— start of PROVIDED ENTRIES —

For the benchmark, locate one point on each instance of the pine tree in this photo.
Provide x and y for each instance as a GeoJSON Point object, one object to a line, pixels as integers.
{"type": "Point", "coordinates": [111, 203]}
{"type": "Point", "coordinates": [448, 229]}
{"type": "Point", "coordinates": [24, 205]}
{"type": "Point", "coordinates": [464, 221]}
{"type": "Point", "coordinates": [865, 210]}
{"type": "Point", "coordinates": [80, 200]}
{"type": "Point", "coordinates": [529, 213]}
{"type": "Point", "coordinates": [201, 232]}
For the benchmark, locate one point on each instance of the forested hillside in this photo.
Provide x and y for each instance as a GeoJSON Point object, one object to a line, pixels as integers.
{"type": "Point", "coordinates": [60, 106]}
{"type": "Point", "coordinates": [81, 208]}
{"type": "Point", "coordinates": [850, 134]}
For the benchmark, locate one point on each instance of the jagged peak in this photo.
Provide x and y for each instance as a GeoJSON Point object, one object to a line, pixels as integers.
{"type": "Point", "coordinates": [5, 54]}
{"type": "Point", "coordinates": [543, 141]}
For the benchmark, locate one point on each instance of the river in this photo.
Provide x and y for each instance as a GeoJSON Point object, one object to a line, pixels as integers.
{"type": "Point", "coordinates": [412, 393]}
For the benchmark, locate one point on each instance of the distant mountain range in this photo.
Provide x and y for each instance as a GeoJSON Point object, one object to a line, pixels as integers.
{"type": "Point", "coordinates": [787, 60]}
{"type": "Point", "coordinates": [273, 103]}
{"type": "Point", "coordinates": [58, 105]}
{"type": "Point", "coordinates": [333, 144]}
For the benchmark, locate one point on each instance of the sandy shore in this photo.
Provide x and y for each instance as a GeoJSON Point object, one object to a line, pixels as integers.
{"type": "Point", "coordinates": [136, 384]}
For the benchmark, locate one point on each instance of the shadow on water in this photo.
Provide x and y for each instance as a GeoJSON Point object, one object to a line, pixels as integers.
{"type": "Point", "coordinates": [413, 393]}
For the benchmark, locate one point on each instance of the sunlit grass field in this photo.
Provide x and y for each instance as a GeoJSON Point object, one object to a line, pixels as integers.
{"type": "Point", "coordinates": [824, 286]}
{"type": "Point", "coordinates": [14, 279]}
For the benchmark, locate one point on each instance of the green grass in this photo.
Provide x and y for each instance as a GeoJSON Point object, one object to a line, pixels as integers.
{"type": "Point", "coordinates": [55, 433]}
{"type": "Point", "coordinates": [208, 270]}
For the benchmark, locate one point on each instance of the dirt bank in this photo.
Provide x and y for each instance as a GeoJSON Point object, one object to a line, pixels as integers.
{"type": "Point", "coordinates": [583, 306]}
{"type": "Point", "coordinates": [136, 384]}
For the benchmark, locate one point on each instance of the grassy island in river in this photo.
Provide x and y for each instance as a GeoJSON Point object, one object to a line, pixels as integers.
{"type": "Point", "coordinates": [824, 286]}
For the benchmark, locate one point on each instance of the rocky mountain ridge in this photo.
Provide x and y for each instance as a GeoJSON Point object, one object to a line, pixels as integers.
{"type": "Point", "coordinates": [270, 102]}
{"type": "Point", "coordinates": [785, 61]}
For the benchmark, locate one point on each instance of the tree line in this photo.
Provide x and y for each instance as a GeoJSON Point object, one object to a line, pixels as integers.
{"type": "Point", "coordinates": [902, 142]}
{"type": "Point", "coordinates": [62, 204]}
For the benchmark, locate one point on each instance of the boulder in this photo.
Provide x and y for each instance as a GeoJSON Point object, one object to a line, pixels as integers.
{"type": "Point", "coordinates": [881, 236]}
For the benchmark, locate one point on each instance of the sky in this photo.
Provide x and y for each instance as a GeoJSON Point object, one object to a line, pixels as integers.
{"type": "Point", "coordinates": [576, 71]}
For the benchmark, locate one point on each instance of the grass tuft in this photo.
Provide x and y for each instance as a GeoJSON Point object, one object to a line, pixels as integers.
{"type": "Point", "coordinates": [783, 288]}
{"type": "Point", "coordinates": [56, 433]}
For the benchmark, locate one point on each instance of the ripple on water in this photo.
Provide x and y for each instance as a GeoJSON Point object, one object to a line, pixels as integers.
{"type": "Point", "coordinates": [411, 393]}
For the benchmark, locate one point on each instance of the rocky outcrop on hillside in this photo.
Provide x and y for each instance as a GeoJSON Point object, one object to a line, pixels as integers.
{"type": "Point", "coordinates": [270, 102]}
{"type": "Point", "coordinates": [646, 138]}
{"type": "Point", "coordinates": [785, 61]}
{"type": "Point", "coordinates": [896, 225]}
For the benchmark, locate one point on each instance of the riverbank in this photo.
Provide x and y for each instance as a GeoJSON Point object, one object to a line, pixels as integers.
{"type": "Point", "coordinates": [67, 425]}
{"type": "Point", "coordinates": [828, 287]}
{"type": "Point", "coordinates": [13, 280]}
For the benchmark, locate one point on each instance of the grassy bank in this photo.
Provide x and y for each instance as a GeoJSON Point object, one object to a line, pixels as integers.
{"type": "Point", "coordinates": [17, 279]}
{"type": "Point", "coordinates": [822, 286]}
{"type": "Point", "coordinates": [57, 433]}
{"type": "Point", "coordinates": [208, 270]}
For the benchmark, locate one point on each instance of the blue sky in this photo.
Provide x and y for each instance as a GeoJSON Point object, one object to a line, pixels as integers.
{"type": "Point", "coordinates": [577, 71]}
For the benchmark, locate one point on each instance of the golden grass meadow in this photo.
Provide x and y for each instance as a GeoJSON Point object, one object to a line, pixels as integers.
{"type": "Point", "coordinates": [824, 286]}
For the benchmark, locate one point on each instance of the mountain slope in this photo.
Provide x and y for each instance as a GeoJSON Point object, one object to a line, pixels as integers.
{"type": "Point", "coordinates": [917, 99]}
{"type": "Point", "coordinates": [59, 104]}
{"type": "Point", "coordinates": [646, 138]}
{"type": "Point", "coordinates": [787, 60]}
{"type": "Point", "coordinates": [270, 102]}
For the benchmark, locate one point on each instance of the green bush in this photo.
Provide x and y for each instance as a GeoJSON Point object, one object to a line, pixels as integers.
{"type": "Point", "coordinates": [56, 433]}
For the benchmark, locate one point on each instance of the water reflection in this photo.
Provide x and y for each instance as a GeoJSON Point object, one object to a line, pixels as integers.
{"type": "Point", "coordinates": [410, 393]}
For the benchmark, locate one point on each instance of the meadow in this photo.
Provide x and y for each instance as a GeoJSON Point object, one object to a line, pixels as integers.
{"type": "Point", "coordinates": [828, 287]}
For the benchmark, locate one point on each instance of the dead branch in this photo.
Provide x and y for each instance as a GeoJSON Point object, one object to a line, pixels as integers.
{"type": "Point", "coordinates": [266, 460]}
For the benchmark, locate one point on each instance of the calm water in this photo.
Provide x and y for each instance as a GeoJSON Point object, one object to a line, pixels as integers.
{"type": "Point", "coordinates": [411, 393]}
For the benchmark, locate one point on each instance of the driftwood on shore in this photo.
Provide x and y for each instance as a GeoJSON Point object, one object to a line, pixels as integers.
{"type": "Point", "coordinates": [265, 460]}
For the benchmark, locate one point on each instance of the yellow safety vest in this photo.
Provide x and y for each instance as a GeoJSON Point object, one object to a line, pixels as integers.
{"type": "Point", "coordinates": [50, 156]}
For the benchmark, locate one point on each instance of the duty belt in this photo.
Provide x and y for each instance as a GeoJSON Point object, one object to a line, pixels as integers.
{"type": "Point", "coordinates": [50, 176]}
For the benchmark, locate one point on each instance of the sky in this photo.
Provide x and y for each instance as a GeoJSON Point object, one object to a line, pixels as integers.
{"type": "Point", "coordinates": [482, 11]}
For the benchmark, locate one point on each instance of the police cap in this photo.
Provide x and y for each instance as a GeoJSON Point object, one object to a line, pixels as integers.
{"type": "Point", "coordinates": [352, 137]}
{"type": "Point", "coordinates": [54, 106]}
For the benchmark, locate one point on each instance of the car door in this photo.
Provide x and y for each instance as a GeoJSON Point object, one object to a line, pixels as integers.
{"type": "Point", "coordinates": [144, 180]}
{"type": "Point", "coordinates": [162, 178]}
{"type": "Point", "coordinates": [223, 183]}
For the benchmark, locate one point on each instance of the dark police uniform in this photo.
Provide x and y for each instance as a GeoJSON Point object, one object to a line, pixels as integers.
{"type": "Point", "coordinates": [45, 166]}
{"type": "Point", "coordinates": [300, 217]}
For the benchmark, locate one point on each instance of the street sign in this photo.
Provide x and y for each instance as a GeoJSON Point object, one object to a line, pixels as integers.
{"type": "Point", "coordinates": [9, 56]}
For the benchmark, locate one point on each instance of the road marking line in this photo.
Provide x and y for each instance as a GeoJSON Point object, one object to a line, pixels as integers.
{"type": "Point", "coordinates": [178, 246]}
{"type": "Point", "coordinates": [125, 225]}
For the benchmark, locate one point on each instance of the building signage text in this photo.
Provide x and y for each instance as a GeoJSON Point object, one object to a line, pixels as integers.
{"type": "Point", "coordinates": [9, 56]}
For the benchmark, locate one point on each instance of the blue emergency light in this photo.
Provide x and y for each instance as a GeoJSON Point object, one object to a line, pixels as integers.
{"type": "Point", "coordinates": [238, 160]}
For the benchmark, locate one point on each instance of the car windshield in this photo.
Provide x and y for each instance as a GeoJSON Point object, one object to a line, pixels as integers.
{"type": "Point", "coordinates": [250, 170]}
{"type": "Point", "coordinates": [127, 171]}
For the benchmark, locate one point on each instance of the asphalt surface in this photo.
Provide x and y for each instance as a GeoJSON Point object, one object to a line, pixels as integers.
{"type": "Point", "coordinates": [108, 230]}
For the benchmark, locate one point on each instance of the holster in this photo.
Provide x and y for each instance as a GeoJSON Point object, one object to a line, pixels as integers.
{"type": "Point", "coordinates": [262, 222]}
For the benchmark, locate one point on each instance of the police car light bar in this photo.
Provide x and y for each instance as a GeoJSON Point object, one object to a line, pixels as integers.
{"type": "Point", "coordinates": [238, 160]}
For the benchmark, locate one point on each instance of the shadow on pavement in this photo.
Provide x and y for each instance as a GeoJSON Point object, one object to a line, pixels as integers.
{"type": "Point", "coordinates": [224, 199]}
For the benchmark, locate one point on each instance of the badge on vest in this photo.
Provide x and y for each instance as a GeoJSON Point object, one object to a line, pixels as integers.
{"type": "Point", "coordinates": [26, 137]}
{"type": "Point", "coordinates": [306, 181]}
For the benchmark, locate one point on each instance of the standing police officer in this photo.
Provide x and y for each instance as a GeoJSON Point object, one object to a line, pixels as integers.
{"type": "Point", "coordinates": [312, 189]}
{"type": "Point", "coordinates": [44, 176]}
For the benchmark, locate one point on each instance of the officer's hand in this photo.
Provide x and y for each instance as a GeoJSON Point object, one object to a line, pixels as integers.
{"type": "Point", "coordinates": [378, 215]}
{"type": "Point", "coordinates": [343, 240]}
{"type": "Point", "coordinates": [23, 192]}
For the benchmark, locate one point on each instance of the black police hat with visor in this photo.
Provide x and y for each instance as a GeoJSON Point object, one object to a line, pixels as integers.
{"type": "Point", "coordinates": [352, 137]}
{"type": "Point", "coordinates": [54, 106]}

— end of PROVIDED ENTRIES —

TO DO:
Repeat only the stretch of lines starting at the one containing "officer in this photo." and running to the final line of the entries above.

COMPLETED TASK:
For the benchmark, locate one point on each instance of the standing police officer in this photo.
Provide x and y for each instance as a GeoJSON Point object, one object to a line, pixels as integers.
{"type": "Point", "coordinates": [312, 189]}
{"type": "Point", "coordinates": [44, 176]}
For the benchmark, locate one point on each instance of the officer's hand in this photo.
Provide x and y for each instance as a GeoJSON Point object, one object to a line, pixels as integers.
{"type": "Point", "coordinates": [378, 215]}
{"type": "Point", "coordinates": [343, 240]}
{"type": "Point", "coordinates": [23, 192]}
For the benchmark, locate one point on each instance of the black police hat with visor in this photo.
Provide x and y for each instance as a GeoJSON Point object, one object to a line, pixels as integers.
{"type": "Point", "coordinates": [352, 137]}
{"type": "Point", "coordinates": [54, 106]}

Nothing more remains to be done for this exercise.